• **Data to examine**:
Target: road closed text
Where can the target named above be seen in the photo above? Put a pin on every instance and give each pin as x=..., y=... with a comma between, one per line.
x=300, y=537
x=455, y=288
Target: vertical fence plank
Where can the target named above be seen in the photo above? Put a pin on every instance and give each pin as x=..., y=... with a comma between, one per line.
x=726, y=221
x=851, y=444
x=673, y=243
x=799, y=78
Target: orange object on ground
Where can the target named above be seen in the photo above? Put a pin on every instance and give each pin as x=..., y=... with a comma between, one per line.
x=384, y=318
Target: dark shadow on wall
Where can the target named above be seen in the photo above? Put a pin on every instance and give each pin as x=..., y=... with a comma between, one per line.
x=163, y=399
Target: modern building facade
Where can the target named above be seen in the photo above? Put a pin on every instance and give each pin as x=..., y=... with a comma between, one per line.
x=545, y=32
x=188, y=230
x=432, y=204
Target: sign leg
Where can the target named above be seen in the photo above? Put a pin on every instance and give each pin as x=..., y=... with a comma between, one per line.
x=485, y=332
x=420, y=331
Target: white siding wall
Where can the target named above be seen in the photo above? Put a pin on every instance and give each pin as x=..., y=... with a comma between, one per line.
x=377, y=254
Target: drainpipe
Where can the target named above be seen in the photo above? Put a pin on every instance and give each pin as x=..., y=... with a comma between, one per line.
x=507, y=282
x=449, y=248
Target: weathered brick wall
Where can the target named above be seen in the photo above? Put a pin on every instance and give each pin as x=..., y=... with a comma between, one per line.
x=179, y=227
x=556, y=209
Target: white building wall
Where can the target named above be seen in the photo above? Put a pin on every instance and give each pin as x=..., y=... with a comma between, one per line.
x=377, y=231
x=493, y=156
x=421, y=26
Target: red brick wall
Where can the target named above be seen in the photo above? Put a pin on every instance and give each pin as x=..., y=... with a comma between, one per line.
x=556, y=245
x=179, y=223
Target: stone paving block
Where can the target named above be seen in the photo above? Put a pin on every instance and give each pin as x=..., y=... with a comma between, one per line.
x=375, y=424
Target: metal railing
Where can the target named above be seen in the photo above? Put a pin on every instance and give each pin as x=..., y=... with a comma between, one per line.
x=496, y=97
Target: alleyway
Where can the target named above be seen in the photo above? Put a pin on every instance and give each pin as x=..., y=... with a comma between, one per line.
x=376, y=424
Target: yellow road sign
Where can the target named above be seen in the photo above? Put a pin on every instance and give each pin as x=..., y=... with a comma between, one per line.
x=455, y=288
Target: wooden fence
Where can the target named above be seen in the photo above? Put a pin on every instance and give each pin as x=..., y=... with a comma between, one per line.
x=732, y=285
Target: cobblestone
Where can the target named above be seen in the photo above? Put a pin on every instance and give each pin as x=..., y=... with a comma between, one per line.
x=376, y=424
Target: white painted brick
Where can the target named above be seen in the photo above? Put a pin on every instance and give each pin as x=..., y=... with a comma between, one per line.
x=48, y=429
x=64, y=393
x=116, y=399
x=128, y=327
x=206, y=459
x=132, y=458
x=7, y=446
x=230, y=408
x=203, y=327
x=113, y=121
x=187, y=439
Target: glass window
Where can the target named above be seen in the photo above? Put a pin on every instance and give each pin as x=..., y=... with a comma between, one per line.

• **Task statement**: Each entry above must be set down again without alteration.

• **Answer to this task**:
Target: road closed text
Where can the target named above be seen in the photo above? Put a pin on every instance and give each pin as x=..., y=... with a comma between, one per line.
x=300, y=537
x=455, y=288
Target: vertical fence plank
Where can the target named above be seen in the photo above? Put a pin on every instance and give each pin as x=..., y=... with a comma between, one per line.
x=726, y=221
x=851, y=444
x=673, y=243
x=799, y=78
Target: orange object on ground
Where can the target named above be seen in the photo above? Put a pin on every instance and give each pin as x=..., y=... with a comma between, one per line.
x=384, y=318
Target: dark shadow on wall
Where can the target named above be seen in the photo above? Put a pin on every instance and give each pin as x=..., y=... with a comma between, one per line.
x=163, y=399
Target: modern building facade
Where can the target named above be seen in the photo above? Put a pin on every instance and give each pin as x=..., y=... with a comma between, one per line.
x=545, y=32
x=188, y=230
x=432, y=204
Target: sign leg
Where can the target named above be seen in the photo above? Put a pin on every instance and give each pin as x=..., y=... with a comma between, one per line.
x=485, y=332
x=420, y=331
Target: white siding wall
Where can the target named above be seen in the photo above? Put a pin on every instance and give each pin as x=..., y=... with a comma between, one per line.
x=377, y=254
Target: drainpipe
Where can the target named above be seen in the photo above? Put a pin on every instance and give each pin as x=..., y=... with a comma between, one per line.
x=507, y=282
x=449, y=248
Target: weathered brick wall
Where can the target named above be seen in the photo above? Put a pin on every instance and give each pin as x=..., y=... with a comma between, one per line.
x=179, y=227
x=556, y=209
Target: white building wall
Where can the target named above be seen in the photo above? Put a pin on every instance and give each pin as x=..., y=... with a comma between, one per line.
x=377, y=231
x=493, y=156
x=421, y=26
Target: red brick wall
Where can the target named above be seen in the photo above? Put a pin on every instance and give each pin as x=..., y=... with a comma between, one per line.
x=556, y=245
x=179, y=223
Target: stone paving block
Where can the target named above be seen in the photo above? Put a pin on every instance and give each pin as x=..., y=... with a comma between, one per line.
x=375, y=424
Target: metal railing
Where can the target named above be seen in the photo above? Put a pin on every instance and give each pin as x=..., y=... with a comma between, one per line.
x=496, y=97
Target: alleyway
Where can the target named above be seen in the photo above? Put a pin on every instance and give each pin as x=..., y=... with a comma between, one per line.
x=376, y=424
Target: yellow road sign
Where can the target named above be seen in the photo above? Put a pin on every instance and give each pin as x=..., y=... with a comma between, one per line.
x=455, y=288
Target: wooden fence
Where can the target named above be seen in the photo above? Put a pin on every instance and give each pin as x=..., y=... with a comma between, one per line.
x=732, y=285
Target: cobblestone
Where can the target named above be seen in the photo above? Put a pin on every instance and give each pin as x=..., y=... with a comma between, one per line.
x=376, y=424
Target: white painted brick
Where can the target named above be seen in the photo above? Put a pin on every instance and give each pin as x=..., y=... with a comma between, one per line.
x=48, y=429
x=64, y=393
x=116, y=399
x=128, y=327
x=206, y=459
x=132, y=458
x=7, y=446
x=230, y=408
x=203, y=327
x=113, y=121
x=187, y=439
Target: glass window
Where can the target named above be seen in the photo above? Put a pin on every instance and give each pin as x=..., y=... with a comma between, one per line.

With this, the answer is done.